PROMPT: Please repeat exactly the lines below from the one containing "Where can the neck" down to the one containing "Where can the psa", both included, and nothing else.

(Dataset items)
Content starts
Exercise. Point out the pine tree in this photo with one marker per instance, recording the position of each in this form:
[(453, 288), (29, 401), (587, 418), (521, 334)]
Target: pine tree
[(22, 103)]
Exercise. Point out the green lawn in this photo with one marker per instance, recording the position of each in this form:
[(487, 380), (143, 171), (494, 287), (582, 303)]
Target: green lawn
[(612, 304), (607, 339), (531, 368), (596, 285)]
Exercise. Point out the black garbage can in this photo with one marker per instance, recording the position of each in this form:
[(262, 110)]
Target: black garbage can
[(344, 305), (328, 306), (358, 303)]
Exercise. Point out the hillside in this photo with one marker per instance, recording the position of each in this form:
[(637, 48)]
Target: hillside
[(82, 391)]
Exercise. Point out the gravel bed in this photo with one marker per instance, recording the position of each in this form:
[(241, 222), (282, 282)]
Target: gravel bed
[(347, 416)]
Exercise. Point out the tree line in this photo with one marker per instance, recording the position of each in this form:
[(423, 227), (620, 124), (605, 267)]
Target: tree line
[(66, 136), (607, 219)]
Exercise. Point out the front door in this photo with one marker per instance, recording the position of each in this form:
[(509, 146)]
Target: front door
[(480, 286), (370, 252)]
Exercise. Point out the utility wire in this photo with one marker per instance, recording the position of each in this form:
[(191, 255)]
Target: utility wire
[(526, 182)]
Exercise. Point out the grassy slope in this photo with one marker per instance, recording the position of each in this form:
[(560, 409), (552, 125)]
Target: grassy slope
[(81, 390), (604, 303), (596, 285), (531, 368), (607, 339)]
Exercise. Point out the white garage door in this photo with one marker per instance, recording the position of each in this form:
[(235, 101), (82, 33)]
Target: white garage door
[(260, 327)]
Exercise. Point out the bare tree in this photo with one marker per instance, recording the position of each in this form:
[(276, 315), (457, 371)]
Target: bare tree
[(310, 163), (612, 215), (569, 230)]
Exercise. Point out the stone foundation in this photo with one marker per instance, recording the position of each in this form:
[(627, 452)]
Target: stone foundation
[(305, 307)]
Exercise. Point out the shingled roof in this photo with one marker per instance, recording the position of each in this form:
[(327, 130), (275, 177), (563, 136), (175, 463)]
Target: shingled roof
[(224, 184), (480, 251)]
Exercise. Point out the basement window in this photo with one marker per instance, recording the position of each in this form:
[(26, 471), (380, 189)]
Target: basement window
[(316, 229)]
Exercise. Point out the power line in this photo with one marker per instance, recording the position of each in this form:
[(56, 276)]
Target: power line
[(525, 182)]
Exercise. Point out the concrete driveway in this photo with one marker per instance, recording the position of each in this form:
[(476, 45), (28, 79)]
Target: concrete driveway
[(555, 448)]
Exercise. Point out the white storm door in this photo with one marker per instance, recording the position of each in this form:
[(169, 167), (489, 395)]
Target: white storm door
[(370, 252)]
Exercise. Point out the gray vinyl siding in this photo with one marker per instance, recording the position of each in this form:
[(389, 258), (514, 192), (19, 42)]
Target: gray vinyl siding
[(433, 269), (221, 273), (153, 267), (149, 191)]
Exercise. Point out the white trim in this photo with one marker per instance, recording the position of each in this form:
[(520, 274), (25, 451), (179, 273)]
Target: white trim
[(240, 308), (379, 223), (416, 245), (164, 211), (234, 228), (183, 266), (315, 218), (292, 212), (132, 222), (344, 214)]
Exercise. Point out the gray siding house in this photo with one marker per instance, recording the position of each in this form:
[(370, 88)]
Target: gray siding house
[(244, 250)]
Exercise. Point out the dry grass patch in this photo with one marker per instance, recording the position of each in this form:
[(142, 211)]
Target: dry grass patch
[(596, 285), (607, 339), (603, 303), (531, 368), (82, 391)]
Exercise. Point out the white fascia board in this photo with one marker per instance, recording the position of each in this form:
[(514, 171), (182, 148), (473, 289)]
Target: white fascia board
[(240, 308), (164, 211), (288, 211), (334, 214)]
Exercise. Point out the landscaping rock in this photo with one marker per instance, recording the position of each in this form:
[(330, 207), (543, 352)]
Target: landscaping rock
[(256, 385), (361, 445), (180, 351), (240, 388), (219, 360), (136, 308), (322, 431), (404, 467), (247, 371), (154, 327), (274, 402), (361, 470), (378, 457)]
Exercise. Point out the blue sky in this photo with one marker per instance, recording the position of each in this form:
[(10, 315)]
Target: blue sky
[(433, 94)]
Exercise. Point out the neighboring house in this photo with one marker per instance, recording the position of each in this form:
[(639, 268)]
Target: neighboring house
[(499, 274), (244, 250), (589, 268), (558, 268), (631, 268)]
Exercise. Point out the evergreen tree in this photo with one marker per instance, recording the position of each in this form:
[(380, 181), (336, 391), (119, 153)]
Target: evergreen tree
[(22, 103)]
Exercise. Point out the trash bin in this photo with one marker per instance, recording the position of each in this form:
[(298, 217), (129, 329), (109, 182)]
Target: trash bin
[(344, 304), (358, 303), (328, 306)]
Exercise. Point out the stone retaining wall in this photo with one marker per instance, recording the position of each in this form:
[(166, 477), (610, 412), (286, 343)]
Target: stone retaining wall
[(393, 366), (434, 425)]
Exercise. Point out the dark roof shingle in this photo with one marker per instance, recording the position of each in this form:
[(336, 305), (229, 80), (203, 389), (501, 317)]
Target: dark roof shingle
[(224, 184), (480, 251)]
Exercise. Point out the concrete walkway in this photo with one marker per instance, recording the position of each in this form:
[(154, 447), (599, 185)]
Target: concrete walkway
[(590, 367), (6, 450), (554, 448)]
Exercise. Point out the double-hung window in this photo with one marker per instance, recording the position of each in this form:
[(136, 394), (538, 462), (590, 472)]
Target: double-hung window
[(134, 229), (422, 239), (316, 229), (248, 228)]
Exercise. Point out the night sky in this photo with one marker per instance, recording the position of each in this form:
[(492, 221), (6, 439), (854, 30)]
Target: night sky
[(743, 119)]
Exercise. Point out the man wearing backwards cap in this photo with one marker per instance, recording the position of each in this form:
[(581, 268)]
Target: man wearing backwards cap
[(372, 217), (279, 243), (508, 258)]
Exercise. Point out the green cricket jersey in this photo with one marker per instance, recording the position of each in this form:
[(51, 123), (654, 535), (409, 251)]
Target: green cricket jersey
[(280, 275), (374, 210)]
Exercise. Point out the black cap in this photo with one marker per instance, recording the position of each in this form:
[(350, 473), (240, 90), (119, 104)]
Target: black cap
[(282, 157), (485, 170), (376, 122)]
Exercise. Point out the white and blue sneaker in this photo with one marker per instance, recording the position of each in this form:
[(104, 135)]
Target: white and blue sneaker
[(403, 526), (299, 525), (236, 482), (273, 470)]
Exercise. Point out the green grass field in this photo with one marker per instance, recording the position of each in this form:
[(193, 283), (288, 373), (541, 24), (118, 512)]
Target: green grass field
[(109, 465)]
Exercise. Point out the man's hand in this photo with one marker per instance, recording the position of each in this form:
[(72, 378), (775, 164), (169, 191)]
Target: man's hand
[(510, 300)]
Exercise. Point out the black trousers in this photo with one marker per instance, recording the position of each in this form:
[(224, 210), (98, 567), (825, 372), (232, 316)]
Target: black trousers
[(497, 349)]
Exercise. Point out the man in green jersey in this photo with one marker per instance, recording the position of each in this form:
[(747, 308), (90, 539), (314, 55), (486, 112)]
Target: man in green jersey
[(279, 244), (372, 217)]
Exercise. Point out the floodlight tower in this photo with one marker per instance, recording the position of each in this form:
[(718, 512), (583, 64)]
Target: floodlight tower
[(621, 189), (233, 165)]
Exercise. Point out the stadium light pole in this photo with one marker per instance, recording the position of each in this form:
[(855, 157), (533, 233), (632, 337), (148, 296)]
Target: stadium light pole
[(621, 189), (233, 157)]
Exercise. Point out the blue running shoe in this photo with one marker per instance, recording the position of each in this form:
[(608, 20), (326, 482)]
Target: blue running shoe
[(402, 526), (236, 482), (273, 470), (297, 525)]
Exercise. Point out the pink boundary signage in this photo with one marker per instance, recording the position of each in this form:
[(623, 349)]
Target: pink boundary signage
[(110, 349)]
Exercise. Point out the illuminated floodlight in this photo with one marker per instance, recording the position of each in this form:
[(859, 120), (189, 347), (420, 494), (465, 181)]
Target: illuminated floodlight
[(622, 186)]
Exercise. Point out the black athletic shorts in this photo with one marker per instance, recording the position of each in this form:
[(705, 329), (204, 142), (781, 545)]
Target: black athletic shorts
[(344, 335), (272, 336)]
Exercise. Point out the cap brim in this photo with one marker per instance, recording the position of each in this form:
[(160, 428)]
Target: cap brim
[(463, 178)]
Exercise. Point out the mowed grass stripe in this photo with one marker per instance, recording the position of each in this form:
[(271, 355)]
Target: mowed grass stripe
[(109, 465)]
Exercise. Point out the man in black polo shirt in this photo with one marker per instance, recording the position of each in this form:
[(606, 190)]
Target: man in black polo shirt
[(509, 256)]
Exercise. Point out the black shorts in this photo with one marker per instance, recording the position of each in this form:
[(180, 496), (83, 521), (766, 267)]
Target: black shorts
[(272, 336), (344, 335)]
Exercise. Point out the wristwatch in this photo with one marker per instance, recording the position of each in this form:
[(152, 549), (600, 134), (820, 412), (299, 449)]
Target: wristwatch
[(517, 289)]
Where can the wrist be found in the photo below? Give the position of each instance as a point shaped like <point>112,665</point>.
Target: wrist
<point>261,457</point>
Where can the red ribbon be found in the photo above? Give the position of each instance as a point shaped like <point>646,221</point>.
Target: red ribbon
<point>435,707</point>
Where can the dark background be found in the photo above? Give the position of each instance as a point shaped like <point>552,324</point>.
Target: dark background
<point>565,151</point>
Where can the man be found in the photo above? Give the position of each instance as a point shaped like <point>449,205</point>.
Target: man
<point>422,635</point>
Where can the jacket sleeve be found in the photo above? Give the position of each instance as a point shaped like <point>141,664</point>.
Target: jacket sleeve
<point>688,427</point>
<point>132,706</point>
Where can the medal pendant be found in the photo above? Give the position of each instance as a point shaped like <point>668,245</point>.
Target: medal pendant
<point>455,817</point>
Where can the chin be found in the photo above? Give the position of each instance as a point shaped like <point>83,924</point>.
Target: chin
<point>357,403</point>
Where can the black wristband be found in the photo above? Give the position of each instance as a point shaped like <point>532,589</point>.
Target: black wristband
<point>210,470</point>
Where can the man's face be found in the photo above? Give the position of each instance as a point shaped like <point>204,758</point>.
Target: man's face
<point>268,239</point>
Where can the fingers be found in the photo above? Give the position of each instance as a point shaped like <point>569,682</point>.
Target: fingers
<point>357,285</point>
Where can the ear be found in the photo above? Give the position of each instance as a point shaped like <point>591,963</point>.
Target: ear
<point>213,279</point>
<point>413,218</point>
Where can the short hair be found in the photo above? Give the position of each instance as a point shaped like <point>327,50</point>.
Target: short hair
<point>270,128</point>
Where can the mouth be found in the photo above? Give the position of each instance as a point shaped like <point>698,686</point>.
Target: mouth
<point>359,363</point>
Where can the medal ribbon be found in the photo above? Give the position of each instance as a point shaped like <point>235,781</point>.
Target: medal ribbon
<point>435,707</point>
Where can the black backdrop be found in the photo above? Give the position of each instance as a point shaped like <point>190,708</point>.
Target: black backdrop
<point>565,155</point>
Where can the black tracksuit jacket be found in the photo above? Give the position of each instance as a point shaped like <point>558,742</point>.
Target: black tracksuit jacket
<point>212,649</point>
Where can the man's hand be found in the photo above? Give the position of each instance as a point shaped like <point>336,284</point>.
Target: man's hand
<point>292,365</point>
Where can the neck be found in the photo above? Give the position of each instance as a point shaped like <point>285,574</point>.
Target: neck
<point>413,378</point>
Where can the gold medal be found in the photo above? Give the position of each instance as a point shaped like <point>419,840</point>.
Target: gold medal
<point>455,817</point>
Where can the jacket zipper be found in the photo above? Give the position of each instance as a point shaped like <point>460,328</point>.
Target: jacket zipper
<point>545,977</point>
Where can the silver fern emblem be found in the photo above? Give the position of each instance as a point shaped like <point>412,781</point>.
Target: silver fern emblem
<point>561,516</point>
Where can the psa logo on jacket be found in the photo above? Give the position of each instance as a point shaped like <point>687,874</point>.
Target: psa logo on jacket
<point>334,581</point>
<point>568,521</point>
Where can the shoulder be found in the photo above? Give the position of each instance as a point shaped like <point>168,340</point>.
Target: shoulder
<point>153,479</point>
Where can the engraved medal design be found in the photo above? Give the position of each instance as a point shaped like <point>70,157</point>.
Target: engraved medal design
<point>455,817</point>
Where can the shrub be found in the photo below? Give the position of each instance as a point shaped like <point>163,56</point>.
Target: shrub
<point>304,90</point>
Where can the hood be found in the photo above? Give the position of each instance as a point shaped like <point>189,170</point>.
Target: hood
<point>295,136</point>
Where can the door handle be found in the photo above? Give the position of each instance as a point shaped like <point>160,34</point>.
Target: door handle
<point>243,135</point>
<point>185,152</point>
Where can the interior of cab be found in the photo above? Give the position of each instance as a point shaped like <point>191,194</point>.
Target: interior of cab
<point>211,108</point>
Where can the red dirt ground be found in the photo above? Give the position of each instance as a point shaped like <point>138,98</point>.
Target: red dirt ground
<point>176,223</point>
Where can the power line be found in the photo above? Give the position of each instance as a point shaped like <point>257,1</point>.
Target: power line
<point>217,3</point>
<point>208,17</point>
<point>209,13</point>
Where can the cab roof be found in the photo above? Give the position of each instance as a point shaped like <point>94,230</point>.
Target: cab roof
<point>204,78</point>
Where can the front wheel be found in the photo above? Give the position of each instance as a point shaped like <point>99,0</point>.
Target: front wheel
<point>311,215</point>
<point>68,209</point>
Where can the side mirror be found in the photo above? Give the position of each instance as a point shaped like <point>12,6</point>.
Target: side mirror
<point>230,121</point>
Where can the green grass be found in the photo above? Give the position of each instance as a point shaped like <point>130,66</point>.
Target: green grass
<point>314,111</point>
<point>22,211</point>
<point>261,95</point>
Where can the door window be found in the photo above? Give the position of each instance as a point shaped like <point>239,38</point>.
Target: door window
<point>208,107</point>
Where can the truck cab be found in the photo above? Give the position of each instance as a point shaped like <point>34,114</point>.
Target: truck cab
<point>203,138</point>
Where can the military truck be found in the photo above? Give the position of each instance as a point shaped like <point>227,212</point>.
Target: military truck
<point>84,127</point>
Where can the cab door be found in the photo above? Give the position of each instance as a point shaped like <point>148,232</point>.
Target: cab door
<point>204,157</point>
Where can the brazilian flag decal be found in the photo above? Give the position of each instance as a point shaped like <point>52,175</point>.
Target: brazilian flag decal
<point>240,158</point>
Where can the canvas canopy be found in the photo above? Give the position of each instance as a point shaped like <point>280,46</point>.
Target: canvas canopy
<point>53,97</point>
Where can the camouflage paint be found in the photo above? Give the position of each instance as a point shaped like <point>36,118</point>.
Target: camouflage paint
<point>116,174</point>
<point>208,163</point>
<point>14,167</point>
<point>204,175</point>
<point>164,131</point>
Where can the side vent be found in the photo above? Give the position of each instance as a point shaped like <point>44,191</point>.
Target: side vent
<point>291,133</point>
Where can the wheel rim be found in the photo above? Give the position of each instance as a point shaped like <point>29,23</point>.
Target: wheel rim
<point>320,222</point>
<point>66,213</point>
Content ends
TASK ANSWER:
Where can the neck be found in the photo above? Give the position of each instance as a point shaped like <point>285,574</point>.
Target: neck
<point>413,378</point>
Where can the gold medal be found in the photo above? Give the position of each instance as a point shaped like <point>419,840</point>.
Target: gold medal
<point>455,817</point>
Where can the jacket zipper be found in the photo above? Give the position of each instance as a point shaped like <point>460,328</point>.
Target: jacket zipper
<point>545,977</point>
Where can the silver fern emblem be found in the photo above? Give the position of each instance as a point shaped like <point>412,781</point>.
Target: silver fern emblem
<point>561,516</point>
Where can the psa logo on jacket be found in the photo above? Give the position of each instance as a point shaped like <point>687,874</point>.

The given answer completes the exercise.